▸ Task instructions
Repeat every entry exactly. Leave nothing out.

▸ Saved entries
══════════

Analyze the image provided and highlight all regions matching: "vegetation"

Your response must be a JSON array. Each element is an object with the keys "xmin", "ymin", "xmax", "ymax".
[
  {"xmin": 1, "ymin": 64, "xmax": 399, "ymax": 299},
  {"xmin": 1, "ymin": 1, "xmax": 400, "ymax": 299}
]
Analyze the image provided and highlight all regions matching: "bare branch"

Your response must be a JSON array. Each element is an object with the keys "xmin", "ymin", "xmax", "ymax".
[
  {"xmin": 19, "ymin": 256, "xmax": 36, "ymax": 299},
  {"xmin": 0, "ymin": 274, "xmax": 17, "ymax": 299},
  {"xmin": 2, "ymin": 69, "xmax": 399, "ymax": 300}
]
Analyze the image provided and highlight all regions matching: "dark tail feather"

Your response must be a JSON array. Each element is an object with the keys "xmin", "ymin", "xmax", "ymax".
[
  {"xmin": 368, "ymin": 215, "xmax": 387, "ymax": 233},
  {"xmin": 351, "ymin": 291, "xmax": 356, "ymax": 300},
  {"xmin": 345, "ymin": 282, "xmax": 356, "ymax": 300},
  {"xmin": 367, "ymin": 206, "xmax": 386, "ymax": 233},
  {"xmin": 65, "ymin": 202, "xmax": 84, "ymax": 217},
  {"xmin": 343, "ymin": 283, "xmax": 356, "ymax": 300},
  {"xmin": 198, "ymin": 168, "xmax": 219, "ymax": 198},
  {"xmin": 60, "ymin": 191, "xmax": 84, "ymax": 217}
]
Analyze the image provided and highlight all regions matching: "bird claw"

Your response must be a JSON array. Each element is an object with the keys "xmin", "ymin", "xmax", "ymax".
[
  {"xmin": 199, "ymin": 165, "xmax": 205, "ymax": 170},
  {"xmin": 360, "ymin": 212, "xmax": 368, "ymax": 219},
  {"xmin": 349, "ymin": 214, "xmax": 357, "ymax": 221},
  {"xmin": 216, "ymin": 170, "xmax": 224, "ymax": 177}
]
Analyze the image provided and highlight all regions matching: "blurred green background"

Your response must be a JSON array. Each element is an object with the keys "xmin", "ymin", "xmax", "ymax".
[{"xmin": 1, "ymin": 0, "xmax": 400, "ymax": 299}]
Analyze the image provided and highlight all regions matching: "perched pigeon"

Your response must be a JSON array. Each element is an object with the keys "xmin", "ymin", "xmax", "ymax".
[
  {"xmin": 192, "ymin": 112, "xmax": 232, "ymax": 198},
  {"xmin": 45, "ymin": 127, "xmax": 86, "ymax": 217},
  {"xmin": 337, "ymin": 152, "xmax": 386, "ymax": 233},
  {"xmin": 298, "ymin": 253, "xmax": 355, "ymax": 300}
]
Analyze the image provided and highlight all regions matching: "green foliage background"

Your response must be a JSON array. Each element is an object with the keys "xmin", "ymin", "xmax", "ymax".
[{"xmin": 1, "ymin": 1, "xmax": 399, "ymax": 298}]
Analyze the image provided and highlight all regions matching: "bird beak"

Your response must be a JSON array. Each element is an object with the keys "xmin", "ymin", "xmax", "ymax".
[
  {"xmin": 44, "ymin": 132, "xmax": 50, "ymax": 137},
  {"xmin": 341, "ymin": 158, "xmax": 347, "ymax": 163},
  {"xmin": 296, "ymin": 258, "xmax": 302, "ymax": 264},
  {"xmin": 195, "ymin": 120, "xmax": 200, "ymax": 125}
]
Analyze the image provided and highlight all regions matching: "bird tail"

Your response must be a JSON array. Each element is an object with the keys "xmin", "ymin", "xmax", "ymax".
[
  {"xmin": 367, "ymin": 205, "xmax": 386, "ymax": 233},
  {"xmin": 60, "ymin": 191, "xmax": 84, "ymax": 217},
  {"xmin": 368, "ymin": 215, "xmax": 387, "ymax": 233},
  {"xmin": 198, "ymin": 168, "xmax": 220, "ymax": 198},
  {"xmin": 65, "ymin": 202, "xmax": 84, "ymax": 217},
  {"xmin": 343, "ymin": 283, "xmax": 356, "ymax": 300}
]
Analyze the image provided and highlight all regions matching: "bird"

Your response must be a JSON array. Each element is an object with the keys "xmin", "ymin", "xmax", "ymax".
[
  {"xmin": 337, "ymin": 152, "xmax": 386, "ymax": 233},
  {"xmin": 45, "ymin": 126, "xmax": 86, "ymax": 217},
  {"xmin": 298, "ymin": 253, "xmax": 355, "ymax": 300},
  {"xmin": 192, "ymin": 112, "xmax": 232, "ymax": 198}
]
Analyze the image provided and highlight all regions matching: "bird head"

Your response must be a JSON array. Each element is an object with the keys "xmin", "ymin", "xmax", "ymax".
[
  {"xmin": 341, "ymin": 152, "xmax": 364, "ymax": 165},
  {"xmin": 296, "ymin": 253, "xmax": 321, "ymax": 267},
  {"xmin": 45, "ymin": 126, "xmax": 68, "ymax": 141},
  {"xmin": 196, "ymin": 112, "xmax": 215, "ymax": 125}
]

══════════

▸ Solution below
Analyze the image provided and highlight all regions matching: "vegetation"

Your response must be a JSON array. Each element is an object with the keys "xmin", "ymin", "xmax", "ymax".
[
  {"xmin": 1, "ymin": 64, "xmax": 399, "ymax": 299},
  {"xmin": 1, "ymin": 1, "xmax": 400, "ymax": 299}
]
Analyze the image provided and highlight all regions matching: "bare branch"

Your response must be a JSON array. Each element is an object with the keys "xmin", "ymin", "xmax", "ymax".
[
  {"xmin": 19, "ymin": 256, "xmax": 36, "ymax": 299},
  {"xmin": 0, "ymin": 274, "xmax": 17, "ymax": 299},
  {"xmin": 2, "ymin": 69, "xmax": 399, "ymax": 300}
]
Analyze the image provided and highlight all regions matching: "dark tail feather"

Your response must be a JSON array. Each element is an object with the keys "xmin", "ymin", "xmax", "ymax".
[
  {"xmin": 368, "ymin": 215, "xmax": 387, "ymax": 233},
  {"xmin": 351, "ymin": 291, "xmax": 356, "ymax": 300},
  {"xmin": 345, "ymin": 282, "xmax": 356, "ymax": 300},
  {"xmin": 367, "ymin": 206, "xmax": 386, "ymax": 233},
  {"xmin": 65, "ymin": 202, "xmax": 84, "ymax": 217},
  {"xmin": 343, "ymin": 283, "xmax": 356, "ymax": 300},
  {"xmin": 198, "ymin": 168, "xmax": 219, "ymax": 198},
  {"xmin": 60, "ymin": 191, "xmax": 84, "ymax": 217}
]
Analyze the image provided and highlight all regions matching: "bird claw"

Your response must be a JSON array. Each element is an object with the keys "xmin", "ymin", "xmax", "ymax".
[
  {"xmin": 199, "ymin": 165, "xmax": 205, "ymax": 170},
  {"xmin": 360, "ymin": 212, "xmax": 368, "ymax": 219},
  {"xmin": 349, "ymin": 214, "xmax": 357, "ymax": 221},
  {"xmin": 216, "ymin": 170, "xmax": 224, "ymax": 177}
]
Analyze the image provided and highlight all regions matching: "blurred green background"

Your response must be a JSON array. Each element is an object with the keys "xmin", "ymin", "xmax", "ymax".
[{"xmin": 1, "ymin": 0, "xmax": 400, "ymax": 299}]
Analyze the image provided and highlight all regions matching: "perched pigeon"

Your response must be a JSON array. Each element is an object with the keys "xmin", "ymin", "xmax", "ymax".
[
  {"xmin": 192, "ymin": 112, "xmax": 232, "ymax": 198},
  {"xmin": 45, "ymin": 127, "xmax": 86, "ymax": 217},
  {"xmin": 337, "ymin": 152, "xmax": 386, "ymax": 233},
  {"xmin": 298, "ymin": 253, "xmax": 355, "ymax": 300}
]
Analyze the image provided and highlight all regions matching: "green foliage background"

Your response must be a JSON array. Each element is an object with the keys "xmin", "ymin", "xmax", "ymax".
[{"xmin": 1, "ymin": 1, "xmax": 399, "ymax": 298}]
Analyze the image provided and highlight all regions matching: "bird beak"

Your response must be a JSON array. Each element is an object with the keys "xmin", "ymin", "xmax", "ymax".
[
  {"xmin": 44, "ymin": 132, "xmax": 50, "ymax": 137},
  {"xmin": 341, "ymin": 158, "xmax": 347, "ymax": 163},
  {"xmin": 296, "ymin": 258, "xmax": 302, "ymax": 264},
  {"xmin": 195, "ymin": 120, "xmax": 200, "ymax": 125}
]
Analyze the image provided and highlight all regions matching: "bird tail"

Your response must be a JSON array. Each element is an object with the keys "xmin", "ymin", "xmax", "ymax".
[
  {"xmin": 367, "ymin": 205, "xmax": 386, "ymax": 233},
  {"xmin": 60, "ymin": 191, "xmax": 84, "ymax": 217},
  {"xmin": 368, "ymin": 215, "xmax": 387, "ymax": 233},
  {"xmin": 198, "ymin": 168, "xmax": 220, "ymax": 198},
  {"xmin": 65, "ymin": 202, "xmax": 84, "ymax": 217},
  {"xmin": 343, "ymin": 283, "xmax": 356, "ymax": 300}
]
Analyze the image provided and highlight all regions matching: "bird"

Your response must be a JSON array. Each element is an object with the keys "xmin", "ymin", "xmax", "ymax".
[
  {"xmin": 337, "ymin": 152, "xmax": 386, "ymax": 233},
  {"xmin": 45, "ymin": 126, "xmax": 86, "ymax": 217},
  {"xmin": 298, "ymin": 253, "xmax": 355, "ymax": 300},
  {"xmin": 192, "ymin": 112, "xmax": 232, "ymax": 198}
]
Analyze the image provided and highlight all regions matching: "bird head"

Your response must be a JSON array. Each element is an object with the keys "xmin", "ymin", "xmax", "ymax".
[
  {"xmin": 341, "ymin": 152, "xmax": 364, "ymax": 165},
  {"xmin": 296, "ymin": 253, "xmax": 321, "ymax": 267},
  {"xmin": 45, "ymin": 126, "xmax": 68, "ymax": 141},
  {"xmin": 196, "ymin": 112, "xmax": 215, "ymax": 125}
]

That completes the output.